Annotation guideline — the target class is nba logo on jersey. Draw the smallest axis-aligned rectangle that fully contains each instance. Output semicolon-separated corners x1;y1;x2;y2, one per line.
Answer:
----
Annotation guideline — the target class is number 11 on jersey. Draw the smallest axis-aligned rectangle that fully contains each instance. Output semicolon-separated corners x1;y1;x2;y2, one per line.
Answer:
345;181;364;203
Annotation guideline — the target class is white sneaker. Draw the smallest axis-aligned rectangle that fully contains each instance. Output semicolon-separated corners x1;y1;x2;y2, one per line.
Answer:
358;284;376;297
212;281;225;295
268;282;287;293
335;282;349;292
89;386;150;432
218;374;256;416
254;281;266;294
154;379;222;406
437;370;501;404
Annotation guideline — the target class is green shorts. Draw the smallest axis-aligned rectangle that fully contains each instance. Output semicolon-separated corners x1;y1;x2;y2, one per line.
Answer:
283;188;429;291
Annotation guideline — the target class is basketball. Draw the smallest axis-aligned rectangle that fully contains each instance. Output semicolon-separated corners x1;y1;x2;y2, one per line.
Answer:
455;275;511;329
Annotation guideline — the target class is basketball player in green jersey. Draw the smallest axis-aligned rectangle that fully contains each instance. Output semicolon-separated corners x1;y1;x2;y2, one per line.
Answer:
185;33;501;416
----
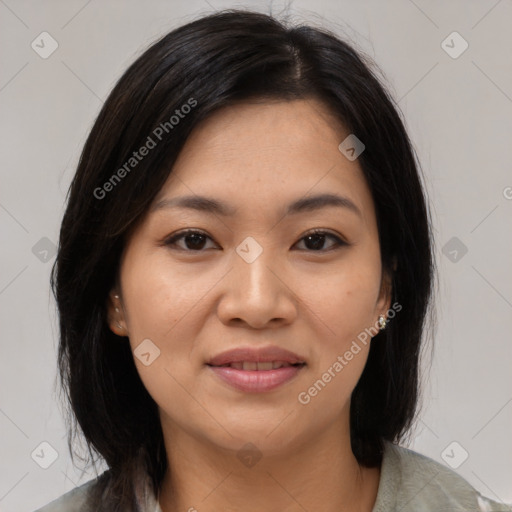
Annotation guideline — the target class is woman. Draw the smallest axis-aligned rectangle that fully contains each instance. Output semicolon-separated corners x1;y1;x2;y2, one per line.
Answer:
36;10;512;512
----
■ **Goal of the exercise**: Write out the rows starting at the line that contains "Annotation guideline — the target class is number" and ending at the line that contains "455;275;511;329" as a two-column CSV with the columns guideline and answer, one line per row. Put each value in its own quoted field, with any line breaks turned into spaces.

■ **Task solution**:
guideline,answer
"Annotation guideline — the target class is number 11 on jersey. Draw the smallest axis-aligned rectangle that fully contains each instance. Output semicolon-separated corners x1;y1;x2;y2, one per line. Answer:","345;181;364;203"
"Annotation guideline — the target class is white sneaker. Draw the smallest axis-aligned rectangle that fully contains each instance. Output semicolon-separated corners x1;y1;x2;y2, one per line. Answer:","358;284;376;297 212;281;225;295 268;282;287;293 335;282;349;292 89;386;150;432 218;374;256;416 254;281;266;294 154;379;222;406 437;370;501;404"
"Annotation guideline — the target class is green shorts. Draw the smallest axis-aligned rectangle that fully contains each instance. Output semicolon-separated corners x1;y1;x2;y2, one per line. Answer:","283;188;429;291"
"Annotation guideline — the target class is basketball. Draw the smallest axis-aligned rectangle that fully contains each instance. Output semicolon-separated corners x1;y1;x2;y2, one per line. Answer:","455;275;511;329"